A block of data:
━━━━━━━━━━
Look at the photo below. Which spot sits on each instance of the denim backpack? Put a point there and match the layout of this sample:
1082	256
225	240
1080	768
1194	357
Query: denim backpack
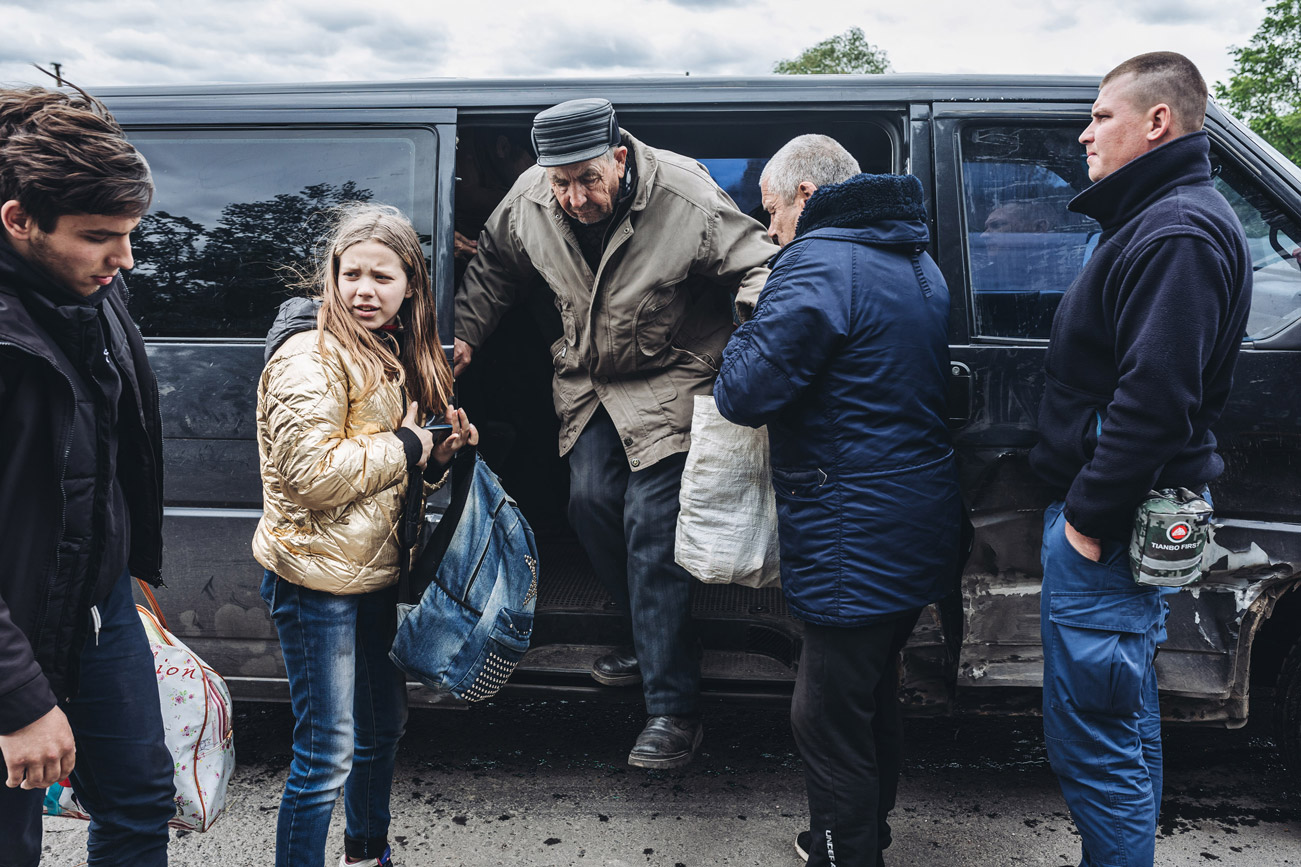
476	581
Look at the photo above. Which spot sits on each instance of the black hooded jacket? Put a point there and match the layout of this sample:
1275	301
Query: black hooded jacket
78	410
1141	357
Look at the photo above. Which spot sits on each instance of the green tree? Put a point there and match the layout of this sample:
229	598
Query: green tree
850	52
1265	87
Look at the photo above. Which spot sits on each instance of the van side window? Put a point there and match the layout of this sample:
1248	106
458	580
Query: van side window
234	212
1275	245
1023	245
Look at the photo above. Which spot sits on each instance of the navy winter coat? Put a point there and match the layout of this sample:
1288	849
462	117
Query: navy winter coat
846	361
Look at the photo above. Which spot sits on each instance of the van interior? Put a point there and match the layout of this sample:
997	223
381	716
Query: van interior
750	645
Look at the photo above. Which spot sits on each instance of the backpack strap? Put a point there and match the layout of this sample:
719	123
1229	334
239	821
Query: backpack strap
152	602
415	581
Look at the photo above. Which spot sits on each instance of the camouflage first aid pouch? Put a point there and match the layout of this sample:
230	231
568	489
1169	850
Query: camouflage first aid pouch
1172	534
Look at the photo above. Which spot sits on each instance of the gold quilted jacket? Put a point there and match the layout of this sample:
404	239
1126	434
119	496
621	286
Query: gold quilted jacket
333	474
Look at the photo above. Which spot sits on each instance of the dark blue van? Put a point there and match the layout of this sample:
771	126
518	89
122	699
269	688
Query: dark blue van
243	172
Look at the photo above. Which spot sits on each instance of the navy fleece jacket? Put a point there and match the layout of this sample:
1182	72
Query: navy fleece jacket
1141	356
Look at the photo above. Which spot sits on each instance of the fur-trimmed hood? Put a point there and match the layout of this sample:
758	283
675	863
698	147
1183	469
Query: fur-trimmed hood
867	201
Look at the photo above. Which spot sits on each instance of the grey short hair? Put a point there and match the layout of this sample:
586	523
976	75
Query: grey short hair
818	159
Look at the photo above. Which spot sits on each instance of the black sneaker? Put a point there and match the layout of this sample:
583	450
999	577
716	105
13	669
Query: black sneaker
666	742
618	668
803	842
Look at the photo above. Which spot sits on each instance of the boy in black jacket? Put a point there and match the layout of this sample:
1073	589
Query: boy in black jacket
1137	370
81	486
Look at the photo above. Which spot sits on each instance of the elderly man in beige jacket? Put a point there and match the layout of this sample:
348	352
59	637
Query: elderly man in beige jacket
647	257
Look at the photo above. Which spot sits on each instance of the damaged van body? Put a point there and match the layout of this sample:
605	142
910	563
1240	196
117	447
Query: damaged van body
243	173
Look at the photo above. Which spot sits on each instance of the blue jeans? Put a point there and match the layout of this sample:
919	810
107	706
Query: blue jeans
1101	716
124	770
350	711
626	522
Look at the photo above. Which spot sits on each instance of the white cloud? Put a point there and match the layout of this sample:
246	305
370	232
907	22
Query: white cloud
116	42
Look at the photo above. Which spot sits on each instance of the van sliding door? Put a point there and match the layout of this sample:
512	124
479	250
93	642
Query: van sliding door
242	198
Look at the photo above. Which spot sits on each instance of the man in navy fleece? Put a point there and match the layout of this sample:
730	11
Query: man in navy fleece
1137	370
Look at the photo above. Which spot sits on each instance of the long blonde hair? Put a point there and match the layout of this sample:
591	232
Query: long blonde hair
422	369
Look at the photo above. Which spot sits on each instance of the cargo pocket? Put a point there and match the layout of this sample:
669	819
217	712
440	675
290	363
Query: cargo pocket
799	484
1103	647
508	641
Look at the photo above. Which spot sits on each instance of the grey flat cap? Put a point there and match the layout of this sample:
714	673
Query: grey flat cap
576	130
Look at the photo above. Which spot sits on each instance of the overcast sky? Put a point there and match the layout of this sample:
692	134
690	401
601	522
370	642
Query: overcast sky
147	42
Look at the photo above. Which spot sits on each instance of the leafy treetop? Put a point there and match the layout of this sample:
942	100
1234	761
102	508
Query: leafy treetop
1265	87
850	52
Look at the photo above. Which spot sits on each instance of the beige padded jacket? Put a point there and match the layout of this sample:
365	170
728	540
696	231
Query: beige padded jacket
647	331
333	473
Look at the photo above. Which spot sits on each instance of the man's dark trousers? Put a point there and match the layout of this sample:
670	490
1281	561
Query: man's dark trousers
627	522
124	770
850	732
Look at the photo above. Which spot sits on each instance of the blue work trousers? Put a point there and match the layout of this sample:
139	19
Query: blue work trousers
1101	716
124	770
350	710
626	522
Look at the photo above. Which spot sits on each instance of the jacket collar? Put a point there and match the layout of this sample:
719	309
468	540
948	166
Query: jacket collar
1123	194
873	203
22	285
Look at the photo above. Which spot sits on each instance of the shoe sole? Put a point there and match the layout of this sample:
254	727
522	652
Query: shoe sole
669	762
616	680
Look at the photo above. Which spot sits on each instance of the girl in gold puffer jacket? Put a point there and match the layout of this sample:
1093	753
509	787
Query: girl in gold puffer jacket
338	436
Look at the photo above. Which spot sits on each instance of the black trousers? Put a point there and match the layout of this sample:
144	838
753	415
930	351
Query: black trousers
850	732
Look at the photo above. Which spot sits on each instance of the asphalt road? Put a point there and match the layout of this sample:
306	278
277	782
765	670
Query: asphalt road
545	784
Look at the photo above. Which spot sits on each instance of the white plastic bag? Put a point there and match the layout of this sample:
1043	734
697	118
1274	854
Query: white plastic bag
727	518
197	719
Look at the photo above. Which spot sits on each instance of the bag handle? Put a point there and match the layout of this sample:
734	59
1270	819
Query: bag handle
152	602
413	582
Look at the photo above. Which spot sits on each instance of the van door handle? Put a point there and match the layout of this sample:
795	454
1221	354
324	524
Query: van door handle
962	395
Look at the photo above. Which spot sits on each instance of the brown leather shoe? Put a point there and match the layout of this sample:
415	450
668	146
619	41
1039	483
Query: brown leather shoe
618	668
666	742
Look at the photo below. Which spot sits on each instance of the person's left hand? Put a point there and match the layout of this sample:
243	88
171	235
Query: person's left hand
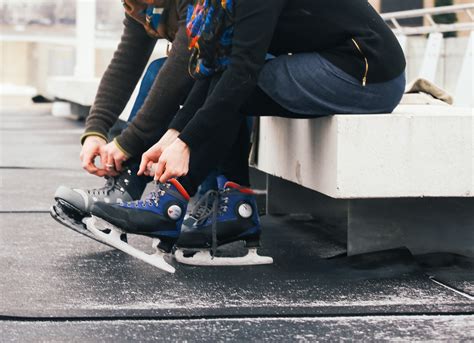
━━━━━━━━━━
■ The problem
Which lines in the material above contain the word "left"? Gather every one of them.

■ Right answer
Look at the photo below. Which spot sits on each instance of the person's left hand? Put a point there and match the layout of this sample:
Query: person's left hand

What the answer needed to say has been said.